§ EXTRACT:

——————

Emma C, 1836 Historical Context

A Time of Transition

The year 1836 sits squarely at the end of eras and the beginning of new ones. The Georges of England were done, and the “Georgian” era would officially end at the death of King William IV with Queen Victoria’s coronation in 1837.  Andrew Jackson would exit the US Presidency for the newly elected Martin Van Buren in January 1837.  One world leader would end the “Regency” fashion era, and the other the “Jacksonian”.

America had expanded all the way from east to west coasts, and the “Texas Revolution” was fighting to establish the border in the southwest, with the Battle of the Alamo in 1836.  President Jackson would leave a legacy of an economic crisis in 1836 that would lead to a global financial crisis in 1837, that would affect trade, knowledge, innovation, and so fashion, for many years to come.

To understand this point in American history, and how 1836 fashion came to be, it is necessary to study a bit about the periods just before, during, and after that year.



In a world of peace & prosperity; return to a chivalrous & innocent time contrived by strong corsets & legal reform



Just when women reached for independence, the genteel “Ideal Woman” appeared to pull her hand back. The Romantic woman was demure, feminine, & lived to serve her man. Fashions of the era, modeled after swooning literary characters, enhanced the image. Meanwhile back in reality, countries were changing hands, legal reforms were improving women’s situation, & people were taking the train into town to the department store to shop.

——————

§ RECORDS SUPPLIED:
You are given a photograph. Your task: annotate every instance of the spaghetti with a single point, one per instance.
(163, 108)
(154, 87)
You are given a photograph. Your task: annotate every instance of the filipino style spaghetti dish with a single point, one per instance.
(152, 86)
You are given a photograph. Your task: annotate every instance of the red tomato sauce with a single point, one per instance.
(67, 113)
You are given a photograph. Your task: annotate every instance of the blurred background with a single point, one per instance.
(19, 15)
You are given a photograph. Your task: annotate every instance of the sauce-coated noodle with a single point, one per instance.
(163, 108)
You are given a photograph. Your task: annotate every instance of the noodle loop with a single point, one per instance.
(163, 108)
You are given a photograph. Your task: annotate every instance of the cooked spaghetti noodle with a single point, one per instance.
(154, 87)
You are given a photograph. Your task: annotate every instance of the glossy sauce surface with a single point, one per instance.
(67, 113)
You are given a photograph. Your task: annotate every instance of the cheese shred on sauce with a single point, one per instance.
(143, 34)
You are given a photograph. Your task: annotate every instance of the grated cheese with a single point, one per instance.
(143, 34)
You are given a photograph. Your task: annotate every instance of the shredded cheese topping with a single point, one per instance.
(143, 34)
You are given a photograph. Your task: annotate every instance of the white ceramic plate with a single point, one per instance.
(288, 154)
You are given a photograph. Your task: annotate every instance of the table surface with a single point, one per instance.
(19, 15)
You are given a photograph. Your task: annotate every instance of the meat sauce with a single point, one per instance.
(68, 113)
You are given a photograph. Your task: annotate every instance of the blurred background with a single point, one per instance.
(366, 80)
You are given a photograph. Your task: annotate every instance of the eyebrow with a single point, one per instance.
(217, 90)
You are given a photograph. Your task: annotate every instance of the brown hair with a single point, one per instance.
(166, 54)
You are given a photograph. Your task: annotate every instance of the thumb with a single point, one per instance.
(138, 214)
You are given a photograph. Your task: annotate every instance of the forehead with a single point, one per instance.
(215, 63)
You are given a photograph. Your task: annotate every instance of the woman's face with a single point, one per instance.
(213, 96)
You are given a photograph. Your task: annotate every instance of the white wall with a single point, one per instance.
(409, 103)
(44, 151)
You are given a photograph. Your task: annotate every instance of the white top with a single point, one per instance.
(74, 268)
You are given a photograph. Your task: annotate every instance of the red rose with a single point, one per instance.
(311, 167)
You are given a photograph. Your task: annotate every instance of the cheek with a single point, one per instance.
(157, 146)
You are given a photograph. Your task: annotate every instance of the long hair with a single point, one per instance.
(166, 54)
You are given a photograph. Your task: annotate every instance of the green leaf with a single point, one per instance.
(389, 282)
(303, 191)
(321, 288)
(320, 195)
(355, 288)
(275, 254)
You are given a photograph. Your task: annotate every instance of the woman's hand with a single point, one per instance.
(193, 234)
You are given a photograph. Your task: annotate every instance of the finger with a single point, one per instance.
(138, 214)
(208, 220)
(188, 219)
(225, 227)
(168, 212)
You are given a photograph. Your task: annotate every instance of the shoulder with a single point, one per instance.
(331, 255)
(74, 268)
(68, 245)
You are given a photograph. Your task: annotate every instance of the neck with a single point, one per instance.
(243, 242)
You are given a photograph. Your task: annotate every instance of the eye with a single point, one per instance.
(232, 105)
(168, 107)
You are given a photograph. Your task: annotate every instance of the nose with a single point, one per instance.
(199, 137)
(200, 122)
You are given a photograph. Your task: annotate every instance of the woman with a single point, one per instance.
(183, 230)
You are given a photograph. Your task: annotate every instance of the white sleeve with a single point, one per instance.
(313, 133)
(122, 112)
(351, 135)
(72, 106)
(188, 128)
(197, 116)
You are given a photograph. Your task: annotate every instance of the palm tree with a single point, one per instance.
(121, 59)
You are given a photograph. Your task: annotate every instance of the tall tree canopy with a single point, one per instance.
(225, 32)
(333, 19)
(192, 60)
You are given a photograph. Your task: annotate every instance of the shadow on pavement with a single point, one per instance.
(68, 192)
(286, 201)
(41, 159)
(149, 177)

——————

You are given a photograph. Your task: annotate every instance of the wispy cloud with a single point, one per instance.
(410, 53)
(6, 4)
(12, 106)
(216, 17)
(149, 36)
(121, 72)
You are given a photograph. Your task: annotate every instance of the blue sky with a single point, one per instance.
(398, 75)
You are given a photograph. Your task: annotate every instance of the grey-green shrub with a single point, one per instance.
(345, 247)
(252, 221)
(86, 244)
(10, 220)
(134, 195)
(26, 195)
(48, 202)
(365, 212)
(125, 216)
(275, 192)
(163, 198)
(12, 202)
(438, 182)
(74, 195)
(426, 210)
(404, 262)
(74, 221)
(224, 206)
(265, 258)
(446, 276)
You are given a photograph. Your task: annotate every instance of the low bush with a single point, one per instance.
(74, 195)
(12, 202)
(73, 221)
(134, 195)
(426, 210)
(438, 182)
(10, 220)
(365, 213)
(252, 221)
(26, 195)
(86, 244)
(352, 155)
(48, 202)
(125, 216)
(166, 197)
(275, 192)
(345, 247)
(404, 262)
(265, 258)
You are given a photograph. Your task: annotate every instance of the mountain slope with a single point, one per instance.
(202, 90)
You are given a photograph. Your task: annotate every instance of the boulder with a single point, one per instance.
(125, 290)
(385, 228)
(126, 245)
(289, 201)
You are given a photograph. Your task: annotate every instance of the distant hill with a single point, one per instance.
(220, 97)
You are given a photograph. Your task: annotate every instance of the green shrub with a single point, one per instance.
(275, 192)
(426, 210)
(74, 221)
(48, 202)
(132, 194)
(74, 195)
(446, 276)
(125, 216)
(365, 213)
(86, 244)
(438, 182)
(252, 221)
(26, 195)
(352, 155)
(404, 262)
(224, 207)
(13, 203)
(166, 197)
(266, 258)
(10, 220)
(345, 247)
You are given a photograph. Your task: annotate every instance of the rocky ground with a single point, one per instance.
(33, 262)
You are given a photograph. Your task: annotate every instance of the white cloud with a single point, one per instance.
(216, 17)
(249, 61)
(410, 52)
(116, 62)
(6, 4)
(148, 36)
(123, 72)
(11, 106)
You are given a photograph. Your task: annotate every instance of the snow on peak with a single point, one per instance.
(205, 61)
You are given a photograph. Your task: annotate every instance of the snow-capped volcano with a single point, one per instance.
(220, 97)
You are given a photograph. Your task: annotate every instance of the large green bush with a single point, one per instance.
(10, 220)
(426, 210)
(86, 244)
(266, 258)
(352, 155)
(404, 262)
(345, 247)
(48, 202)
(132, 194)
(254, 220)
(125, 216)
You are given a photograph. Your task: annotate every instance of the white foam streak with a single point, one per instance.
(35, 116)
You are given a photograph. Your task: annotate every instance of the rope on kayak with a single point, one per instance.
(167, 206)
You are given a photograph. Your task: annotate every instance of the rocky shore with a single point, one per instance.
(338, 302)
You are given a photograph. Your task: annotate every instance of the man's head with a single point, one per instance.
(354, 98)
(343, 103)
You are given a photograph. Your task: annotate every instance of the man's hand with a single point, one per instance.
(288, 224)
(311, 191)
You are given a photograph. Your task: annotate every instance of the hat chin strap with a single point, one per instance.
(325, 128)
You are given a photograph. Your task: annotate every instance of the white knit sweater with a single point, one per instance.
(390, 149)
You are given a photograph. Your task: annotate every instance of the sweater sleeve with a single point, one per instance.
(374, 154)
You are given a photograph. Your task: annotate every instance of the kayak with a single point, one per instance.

——————

Copy the text on the historical context of 1836 word for word, from its heading to its final sentence.

Emma C, 1836 Historical Context

A Time of Transition

The year 1836 sits squarely at the end of eras and the beginning of new ones. The Georges of England were done, and the “Georgian” era would officially end at the death of King William IV with Queen Victoria’s coronation in 1837.  Andrew Jackson would exit the US Presidency for the newly elected Martin Van Buren in January 1837.  One world leader would end the “Regency” fashion era, and the other the “Jacksonian”.

America had expanded all the way from east to west coasts, and the “Texas Revolution” was fighting to establish the border in the southwest, with the Battle of the Alamo in 1836.  President Jackson would leave a legacy of an economic crisis in 1836 that would lead to a global financial crisis in 1837, that would affect trade, knowledge, innovation, and so fashion, for many years to come.

To understand this point in American history, and how 1836 fashion came to be, it is necessary to study a bit about the periods just before, during, and after that year.



In a world of peace & prosperity; return to a chivalrous & innocent time contrived by strong corsets & legal reform



Just when women reached for independence, the genteel “Ideal Woman” appeared to pull her hand back. The Romantic woman was demure, feminine, & lived to serve her man. Fashions of the era, modeled after swooning literary characters, enhanced the image. Meanwhile back in reality, countries were changing hands, legal reforms were improving women’s situation, & people were taking the train into town to the department store to shop.